■ Questions to answer:
• 1. From the text on microsatellites, copy the passage that begins at the words "Microsatellites are also" and stops after "interspersed elements (LINEs).".
• 2. Rewrite the paragraph of the text on microsatellites that opens with "Trinucleotide repeats associated with human disease" in shorter form, keeping its main facts.

■ Text provided:
==================================================
Microsatellites and their importance :
Genomes are scattered with simple repeats called microsatellites. A microsatellite consists of a specific sequence of DNA bases which contains mono-, di-, tri-, or tetra-, penta- or hexa- tandem repeats. Repeats of longer units form minisatellites or, in the extreme case, satellite DNA. The term satellite DNA originates from the observation in the 1960s of a fraction of sheared DNA that showed a distinct buoyant density, detectable as a ‘satellite peak’ in density gradient centrifugation, and that was subsequently identified as large centromeric tandem repeats.When shorter (10–30-bp) tandem repeats were later identified, they came to be known as minisatellites. Finally,with the discovery of tandem iterations of simple sequence motifs, the term microsatellites was coined.
It is appropriate to study association of microsatellites with coding sequence as this is related to the mutational and selective forces that operate on different types of repeat. The bulk of simple repeats are embedded in non-coding DNA, either in the intergenic sequence or in the introns. Microsatellites that are used as genetic markers are usually of this type and are generally assumed to evolve neutrally. Their frequency and distribution should therefore reflect the underlying mutation process. In coding DNA, selection against frameshift mutations effectively hinders the expansion of everything other than trinucleotide repeats (Metzgar and Wills, 2000) for which there might be further length constraints related to protein function (Alba and Guigo, 2004).
Trinucleotide repeats associated with human disease comprise a special class of microsatellites in coding DNA. These loci undergo extensive repeat expansions, the mutational mechanism of which is thought to differ from that of most microsatellites in the genome. For instance, the establishment of hairpin structures with a relatively high amount of base-pair complementarities might stabilize loops that are generated during replication slippage.
Microsatellite density tends to positively correlate with genome size (Hancock, 1996; Toth et al., 2000; Katti et al., 2001) . Among fully sequenced eukaryotic genomes, microsatellite density is highest in mammals. However, in plants, microsatellite frequency is negatively correlated with genome size (Morgante et al., 2002). This has been attributed to the fact that microsatellites are underrepresented in the repetitive parts of the plant genome that are involved in genome expansion, such as the long terminal repeats of retrotransposons (Morgante et al., 2002). The contrasting distributions of microsatellite motifs in different genomes strongly indicate that there is interspecific variation in the mechanisms of mutation or repair of specific motifs. Alternatively, there might be variation in the selective constraints that are associated with different microsatellite motifs.
Microsatellites are also frequently found in the proximity of interspersed repetitive elements such as short interspersed repeats (SINEs) and long interspersed elements (LINEs).
==================================================
■ Records provided:
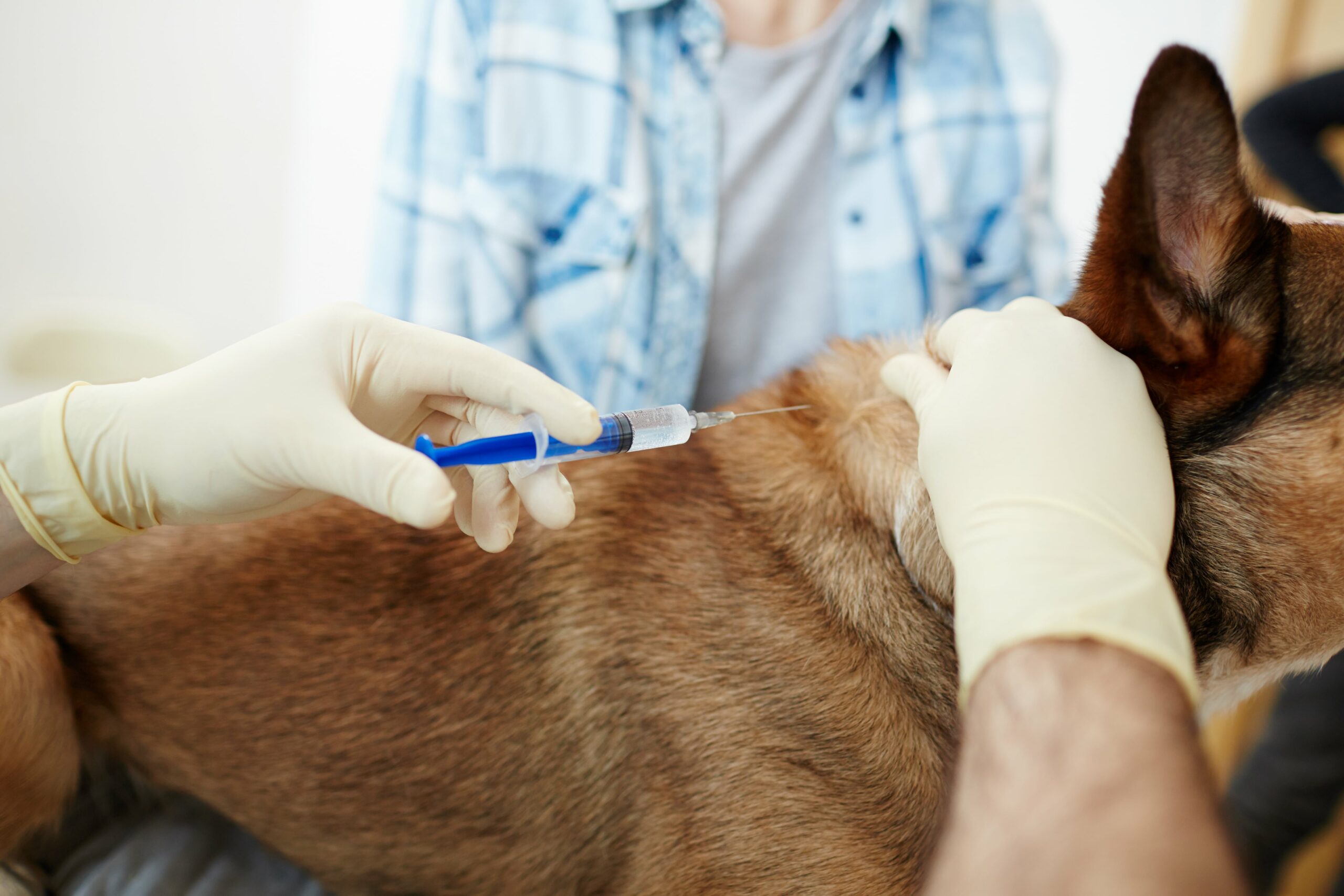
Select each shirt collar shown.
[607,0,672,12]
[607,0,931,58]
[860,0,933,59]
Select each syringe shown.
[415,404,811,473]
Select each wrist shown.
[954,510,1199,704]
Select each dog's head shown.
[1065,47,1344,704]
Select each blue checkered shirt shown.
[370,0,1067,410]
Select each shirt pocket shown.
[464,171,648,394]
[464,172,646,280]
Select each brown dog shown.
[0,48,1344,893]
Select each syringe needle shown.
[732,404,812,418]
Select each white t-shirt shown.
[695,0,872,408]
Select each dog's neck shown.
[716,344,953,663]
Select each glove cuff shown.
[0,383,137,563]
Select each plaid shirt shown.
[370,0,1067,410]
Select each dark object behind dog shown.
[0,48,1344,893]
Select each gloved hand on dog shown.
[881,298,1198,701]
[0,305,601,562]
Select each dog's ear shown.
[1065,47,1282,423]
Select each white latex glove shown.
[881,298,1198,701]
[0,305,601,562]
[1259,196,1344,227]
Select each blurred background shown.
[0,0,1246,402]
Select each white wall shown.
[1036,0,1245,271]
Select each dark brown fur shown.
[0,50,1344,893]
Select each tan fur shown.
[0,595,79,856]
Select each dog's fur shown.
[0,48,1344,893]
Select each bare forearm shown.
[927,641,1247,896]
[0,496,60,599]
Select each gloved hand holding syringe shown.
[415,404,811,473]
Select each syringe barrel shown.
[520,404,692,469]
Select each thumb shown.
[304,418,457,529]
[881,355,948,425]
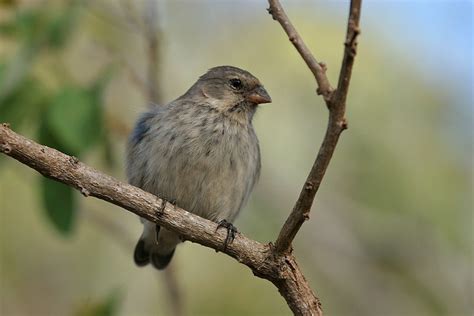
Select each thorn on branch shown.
==================================================
■ Outputs in order:
• 1.
Microsatellites are also frequently found in the proximity of interspersed repetitive elements such as short interspersed repeats (SINEs) and long interspersed elements (LINEs).

• 2. Disease-associated trinucleotide repeats are a special class of microsatellites in coding DNA. They undergo extensive repeat expansions, probably by a mutational mechanism that differs from that of most microsatellites in the genome. For example, hairpin structures with relatively high base-pair complementarity might stabilize loops formed during replication slippage.